- _WHAT TO WORK ON_: Records follow. Copy every line with "underwater".

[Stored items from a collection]

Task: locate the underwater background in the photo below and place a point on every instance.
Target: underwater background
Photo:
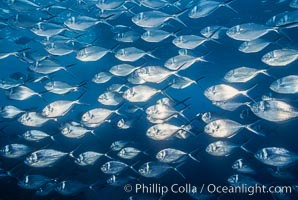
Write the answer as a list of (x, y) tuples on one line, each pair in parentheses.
[(220, 57)]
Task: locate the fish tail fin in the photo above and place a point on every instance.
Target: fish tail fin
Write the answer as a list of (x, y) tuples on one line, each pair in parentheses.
[(177, 15), (196, 81), (82, 84), (227, 5), (281, 32), (181, 112), (151, 55), (243, 146), (265, 72), (52, 138), (249, 127), (133, 165), (106, 155), (70, 73), (178, 171), (178, 102), (202, 59), (193, 153), (22, 50), (113, 49), (231, 8), (74, 150), (174, 34), (245, 92)]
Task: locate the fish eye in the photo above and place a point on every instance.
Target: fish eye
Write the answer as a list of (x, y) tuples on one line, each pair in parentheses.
[(140, 16), (229, 74), (7, 148), (193, 11)]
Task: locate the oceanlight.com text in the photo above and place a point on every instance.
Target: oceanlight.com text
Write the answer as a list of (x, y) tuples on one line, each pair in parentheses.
[(157, 188)]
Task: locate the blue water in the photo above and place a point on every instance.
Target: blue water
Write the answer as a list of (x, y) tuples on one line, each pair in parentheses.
[(221, 58)]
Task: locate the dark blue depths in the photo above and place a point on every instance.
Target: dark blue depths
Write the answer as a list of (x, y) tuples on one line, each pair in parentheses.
[(220, 56)]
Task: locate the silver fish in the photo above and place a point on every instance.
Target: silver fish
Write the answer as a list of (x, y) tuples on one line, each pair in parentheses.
[(140, 93), (229, 105), (89, 158), (70, 187), (95, 117), (165, 131), (115, 167), (274, 110), (254, 46), (22, 93), (182, 62), (224, 92), (81, 23), (129, 152), (205, 8), (92, 53), (280, 57), (156, 169), (33, 119), (155, 74), (170, 155), (222, 148), (276, 156), (156, 35), (10, 112), (45, 158), (123, 69), (14, 150), (189, 41), (101, 77), (131, 54), (285, 85), (33, 182), (110, 98), (214, 32), (237, 180), (223, 128), (75, 130), (127, 37), (243, 74), (154, 19), (241, 166), (60, 87), (36, 136), (46, 29), (58, 108), (249, 31)]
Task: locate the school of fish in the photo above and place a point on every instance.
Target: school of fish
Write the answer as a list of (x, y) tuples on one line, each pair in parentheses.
[(133, 118)]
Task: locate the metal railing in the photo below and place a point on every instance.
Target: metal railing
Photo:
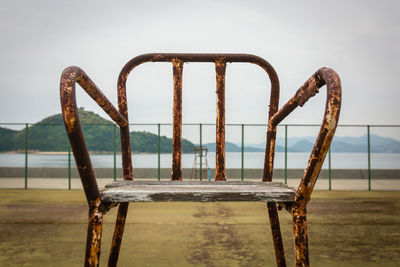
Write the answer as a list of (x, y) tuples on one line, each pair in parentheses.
[(200, 136)]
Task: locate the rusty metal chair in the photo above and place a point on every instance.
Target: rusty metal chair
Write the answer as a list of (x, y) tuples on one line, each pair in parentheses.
[(122, 192)]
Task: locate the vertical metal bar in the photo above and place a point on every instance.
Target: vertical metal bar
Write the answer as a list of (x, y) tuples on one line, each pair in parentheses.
[(177, 66), (115, 152), (159, 153), (118, 234), (94, 233), (26, 156), (242, 168), (369, 158), (276, 234), (201, 153), (330, 169), (286, 154), (300, 236), (220, 173), (69, 167)]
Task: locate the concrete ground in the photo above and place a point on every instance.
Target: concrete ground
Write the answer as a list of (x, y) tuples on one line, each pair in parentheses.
[(346, 228), (322, 184)]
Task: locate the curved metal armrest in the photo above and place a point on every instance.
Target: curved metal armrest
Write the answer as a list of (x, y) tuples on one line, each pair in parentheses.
[(69, 78), (330, 78)]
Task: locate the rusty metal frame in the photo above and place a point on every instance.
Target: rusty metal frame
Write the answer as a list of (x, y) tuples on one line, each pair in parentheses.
[(97, 209)]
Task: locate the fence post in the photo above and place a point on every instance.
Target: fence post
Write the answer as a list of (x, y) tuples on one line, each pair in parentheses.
[(285, 154), (329, 170), (69, 167), (115, 152), (26, 155), (201, 153), (369, 158), (158, 152), (242, 152)]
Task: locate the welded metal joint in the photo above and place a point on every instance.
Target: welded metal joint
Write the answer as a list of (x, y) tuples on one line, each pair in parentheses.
[(297, 208)]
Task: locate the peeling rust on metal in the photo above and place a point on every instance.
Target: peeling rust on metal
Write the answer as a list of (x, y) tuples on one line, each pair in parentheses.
[(95, 228), (220, 68), (177, 66), (118, 233), (297, 207)]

- _COMPLETED TASK_:
Task: locate the underwater background in the photo below and place a point on every instance.
Target: underwater background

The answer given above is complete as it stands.